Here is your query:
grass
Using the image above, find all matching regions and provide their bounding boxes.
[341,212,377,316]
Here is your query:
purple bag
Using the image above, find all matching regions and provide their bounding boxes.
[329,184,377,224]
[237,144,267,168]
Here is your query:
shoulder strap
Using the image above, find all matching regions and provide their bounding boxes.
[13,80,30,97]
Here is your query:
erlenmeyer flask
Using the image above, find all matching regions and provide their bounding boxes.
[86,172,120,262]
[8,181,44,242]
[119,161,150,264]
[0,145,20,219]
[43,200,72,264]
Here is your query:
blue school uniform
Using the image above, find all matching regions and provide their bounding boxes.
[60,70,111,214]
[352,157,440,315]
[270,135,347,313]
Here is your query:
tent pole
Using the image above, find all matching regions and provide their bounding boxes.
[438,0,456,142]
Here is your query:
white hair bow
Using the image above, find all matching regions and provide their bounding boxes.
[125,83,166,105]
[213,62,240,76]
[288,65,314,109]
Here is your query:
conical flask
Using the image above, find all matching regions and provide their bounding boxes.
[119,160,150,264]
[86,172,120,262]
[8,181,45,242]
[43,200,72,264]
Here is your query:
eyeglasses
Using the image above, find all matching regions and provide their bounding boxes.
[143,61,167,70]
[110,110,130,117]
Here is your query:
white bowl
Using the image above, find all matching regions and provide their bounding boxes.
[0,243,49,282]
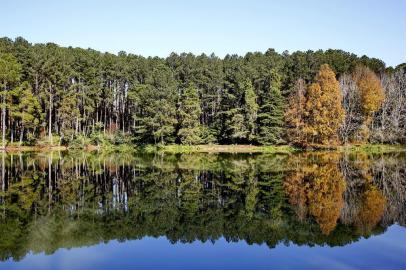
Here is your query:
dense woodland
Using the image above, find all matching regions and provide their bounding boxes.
[0,151,406,260]
[0,38,406,148]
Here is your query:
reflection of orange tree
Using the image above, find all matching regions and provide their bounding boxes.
[285,154,345,235]
[356,185,386,232]
[343,154,386,233]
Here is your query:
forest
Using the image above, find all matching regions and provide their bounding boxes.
[0,37,406,148]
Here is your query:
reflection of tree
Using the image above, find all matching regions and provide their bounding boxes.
[285,154,345,235]
[340,154,386,235]
[356,185,386,232]
[0,153,404,260]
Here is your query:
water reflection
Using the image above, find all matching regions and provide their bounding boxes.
[0,152,406,260]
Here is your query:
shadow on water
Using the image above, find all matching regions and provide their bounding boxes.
[0,152,406,260]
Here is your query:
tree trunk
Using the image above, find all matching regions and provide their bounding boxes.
[1,84,7,149]
[48,88,52,145]
[20,127,24,146]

SET TASK:
Tally the lines in the entries that contain the string "reflection", treating uppercase and lowercase as different. Reply with only the number.

OUTPUT:
3